Work to complete
Would you please copy exactly the line with "Target: toilet base" and all lines that follow it in the data below, through the last one?

•••••

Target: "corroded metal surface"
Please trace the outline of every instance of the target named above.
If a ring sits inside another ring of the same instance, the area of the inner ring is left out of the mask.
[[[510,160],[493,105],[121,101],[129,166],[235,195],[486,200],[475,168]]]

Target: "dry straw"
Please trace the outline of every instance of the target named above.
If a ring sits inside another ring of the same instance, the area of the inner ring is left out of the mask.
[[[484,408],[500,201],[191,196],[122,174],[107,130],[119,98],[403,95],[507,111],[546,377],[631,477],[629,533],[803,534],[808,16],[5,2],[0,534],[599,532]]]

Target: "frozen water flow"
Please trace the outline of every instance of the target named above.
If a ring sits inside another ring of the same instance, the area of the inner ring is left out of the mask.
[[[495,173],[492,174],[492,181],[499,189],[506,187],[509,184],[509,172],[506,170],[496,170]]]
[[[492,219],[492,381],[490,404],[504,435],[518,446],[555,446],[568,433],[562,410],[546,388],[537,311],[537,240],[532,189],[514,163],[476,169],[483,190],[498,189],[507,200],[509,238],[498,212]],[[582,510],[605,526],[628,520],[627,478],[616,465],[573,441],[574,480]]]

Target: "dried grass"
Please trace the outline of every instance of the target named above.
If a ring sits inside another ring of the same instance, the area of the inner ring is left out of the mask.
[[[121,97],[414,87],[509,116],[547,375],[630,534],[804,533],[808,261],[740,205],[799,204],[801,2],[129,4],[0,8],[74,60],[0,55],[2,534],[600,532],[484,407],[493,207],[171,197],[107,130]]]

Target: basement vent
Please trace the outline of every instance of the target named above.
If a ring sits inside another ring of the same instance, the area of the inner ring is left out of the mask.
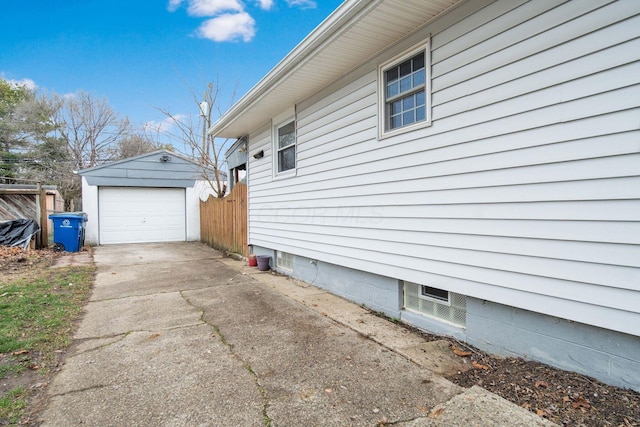
[[[466,297],[444,289],[404,282],[404,308],[456,326],[467,325]]]
[[[276,266],[285,270],[293,270],[293,255],[287,252],[276,252]]]

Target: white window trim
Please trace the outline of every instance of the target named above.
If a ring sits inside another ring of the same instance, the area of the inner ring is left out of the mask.
[[[418,286],[420,286],[418,288],[418,298],[422,298],[422,299],[427,300],[427,301],[432,301],[432,302],[435,302],[435,303],[440,304],[440,305],[446,305],[447,307],[451,306],[451,294],[449,293],[449,291],[446,291],[444,289],[434,288],[434,289],[443,290],[443,291],[445,291],[447,293],[447,300],[445,301],[445,300],[442,300],[440,298],[434,298],[434,297],[430,297],[428,295],[424,295],[422,293],[422,289],[423,289],[423,286],[427,286],[427,285],[418,285]],[[430,286],[430,287],[433,288],[433,286]]]
[[[293,122],[295,128],[296,161],[293,169],[278,172],[278,129]],[[298,170],[298,123],[296,120],[295,107],[278,114],[271,120],[271,152],[273,153],[273,179],[283,179],[296,176]]]
[[[416,129],[422,129],[431,126],[431,36],[427,37],[427,40],[413,46],[400,55],[394,56],[389,61],[378,66],[378,139],[390,138],[395,135],[403,134],[405,132],[411,132]],[[386,88],[384,73],[394,65],[398,65],[412,56],[417,55],[421,51],[424,51],[424,67],[425,67],[425,116],[426,119],[411,124],[409,126],[403,126],[398,129],[386,130],[387,121],[387,100],[386,100]]]

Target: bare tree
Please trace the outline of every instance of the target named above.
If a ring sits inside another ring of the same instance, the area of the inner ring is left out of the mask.
[[[56,184],[80,197],[74,170],[167,148],[85,92],[40,95],[0,79],[0,176]]]
[[[167,146],[154,142],[145,133],[132,133],[117,142],[114,156],[116,159],[126,159],[140,154],[151,153],[160,148],[167,148]]]
[[[41,156],[48,181],[58,185],[63,197],[81,196],[80,178],[73,171],[117,160],[118,144],[130,136],[129,120],[120,118],[105,98],[80,91],[72,96],[52,95],[60,108],[54,116],[55,134],[40,151],[55,155]],[[41,153],[42,154],[42,153]]]
[[[131,132],[129,119],[120,118],[105,98],[82,91],[63,99],[57,123],[76,170],[115,160],[117,144]]]
[[[216,139],[207,132],[214,120],[222,115],[219,95],[220,88],[213,82],[209,82],[207,85],[202,100],[193,94],[199,111],[197,121],[194,121],[192,116],[173,114],[163,108],[158,108],[158,110],[167,117],[175,129],[165,132],[165,134],[190,149],[191,156],[201,166],[202,177],[209,182],[216,197],[222,198],[227,192],[226,174],[223,170],[225,160],[223,150],[229,140]]]

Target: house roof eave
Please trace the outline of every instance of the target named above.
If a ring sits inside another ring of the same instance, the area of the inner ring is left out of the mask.
[[[223,138],[247,135],[462,1],[345,0],[232,105],[209,128],[209,134]],[[394,20],[393,28],[384,25],[389,11],[401,18]],[[385,31],[367,37],[371,28]],[[336,59],[328,63],[327,57]]]

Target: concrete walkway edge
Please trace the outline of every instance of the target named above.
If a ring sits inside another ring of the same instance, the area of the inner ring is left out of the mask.
[[[455,363],[467,362],[466,359],[453,355],[448,346],[431,345],[407,328],[383,319],[370,310],[321,288],[272,271],[259,271],[255,267],[249,267],[243,259],[227,257],[219,261],[323,316],[353,329],[420,367],[433,371],[434,360],[439,366],[444,365],[445,369],[451,369]],[[428,351],[423,351],[425,348]],[[437,369],[435,371],[440,373]],[[394,425],[406,427],[557,426],[479,386],[473,386],[449,401],[437,405],[425,418]]]
[[[65,255],[96,282],[41,425],[554,426],[481,387],[447,340],[202,243]]]

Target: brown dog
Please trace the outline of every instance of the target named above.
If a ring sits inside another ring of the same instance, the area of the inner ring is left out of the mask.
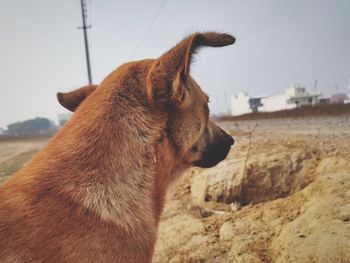
[[[193,34],[57,94],[71,120],[0,188],[0,262],[151,262],[169,183],[233,145],[189,70],[198,48],[234,41]]]

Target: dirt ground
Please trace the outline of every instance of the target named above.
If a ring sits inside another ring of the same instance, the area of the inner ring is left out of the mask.
[[[18,139],[0,141],[0,184],[21,169],[48,139]]]
[[[350,116],[222,122],[168,194],[154,262],[350,262]]]
[[[350,115],[219,124],[236,143],[172,186],[154,262],[350,262]],[[0,142],[0,183],[44,144]]]

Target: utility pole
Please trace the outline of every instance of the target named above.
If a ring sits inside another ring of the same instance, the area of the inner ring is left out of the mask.
[[[88,43],[88,36],[86,29],[91,28],[91,25],[86,25],[86,17],[87,17],[87,11],[86,11],[86,3],[85,0],[80,0],[81,3],[81,16],[83,19],[83,26],[78,27],[78,29],[83,29],[84,32],[84,42],[85,42],[85,55],[86,55],[86,65],[87,65],[87,73],[89,78],[89,84],[92,84],[92,76],[91,76],[91,66],[90,66],[90,53],[89,53],[89,43]]]

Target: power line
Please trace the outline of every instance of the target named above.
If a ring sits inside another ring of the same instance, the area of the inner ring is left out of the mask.
[[[167,19],[167,22],[163,25],[162,29],[159,30],[158,34],[156,35],[156,37],[154,39],[158,39],[161,34],[165,31],[165,29],[168,28],[168,26],[170,25],[171,22],[173,22],[173,19],[176,17],[176,14],[178,13],[178,11],[180,10],[180,7],[182,6],[184,0],[180,0],[174,10],[174,12],[170,15],[170,17]]]
[[[152,30],[152,27],[154,25],[154,23],[157,21],[158,19],[158,16],[160,15],[165,3],[166,3],[167,0],[163,0],[162,3],[160,4],[158,10],[157,10],[157,13],[155,14],[155,16],[153,17],[152,19],[152,23],[148,26],[147,30],[146,30],[146,33],[143,35],[143,37],[140,39],[140,41],[137,43],[133,53],[131,54],[131,57],[133,57],[136,52],[138,51],[138,49],[140,48],[140,46],[143,44],[143,42],[146,40],[148,34],[151,32]]]

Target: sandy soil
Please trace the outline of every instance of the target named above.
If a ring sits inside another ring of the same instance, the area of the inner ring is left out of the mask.
[[[350,118],[224,122],[227,160],[168,194],[154,262],[350,262]]]
[[[20,139],[0,141],[0,184],[21,169],[48,139]]]
[[[350,116],[220,125],[236,143],[172,186],[154,262],[350,262]],[[0,142],[0,183],[45,142]]]

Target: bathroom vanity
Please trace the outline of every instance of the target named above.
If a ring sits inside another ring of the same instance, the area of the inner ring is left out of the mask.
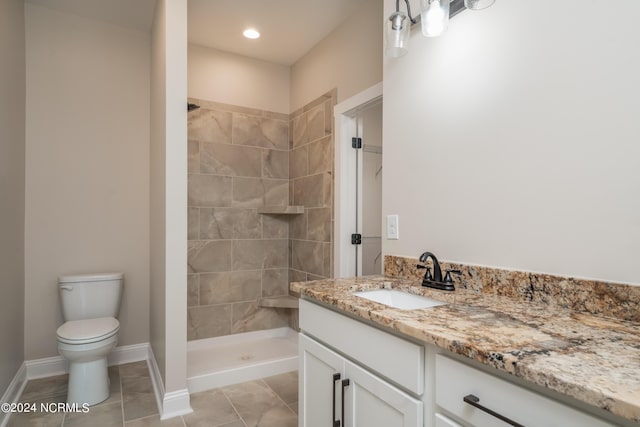
[[[446,302],[401,310],[394,288]],[[293,283],[301,427],[634,426],[639,325],[383,276]]]

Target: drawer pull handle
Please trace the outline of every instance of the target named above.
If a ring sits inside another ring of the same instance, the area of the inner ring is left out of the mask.
[[[340,420],[336,420],[336,381],[340,380],[340,374],[333,374],[333,409],[331,410],[331,419],[333,427],[340,427]]]
[[[346,427],[347,425],[344,419],[344,389],[349,387],[349,385],[351,385],[351,382],[348,379],[342,380],[342,427]]]
[[[483,412],[486,412],[489,415],[492,415],[494,417],[496,417],[497,419],[504,421],[505,423],[512,425],[514,427],[524,427],[522,424],[518,424],[515,421],[510,420],[509,418],[505,417],[504,415],[500,415],[499,413],[487,408],[486,406],[482,406],[479,402],[480,402],[480,398],[474,396],[473,394],[468,394],[466,395],[464,398],[462,398],[462,400],[464,400],[465,403],[468,403],[469,405],[480,409]]]

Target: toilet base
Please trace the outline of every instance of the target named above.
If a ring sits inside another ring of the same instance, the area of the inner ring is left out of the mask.
[[[91,362],[71,362],[67,403],[97,405],[109,398],[107,358]]]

•••••

Output for this task
Target: toilet base
Please trace the outline of every instance of the target named above.
If a ring sits inside another ring of the same instance, the area of the inner ring is left out of the mask.
[[[91,362],[71,362],[67,403],[97,405],[109,398],[107,358]]]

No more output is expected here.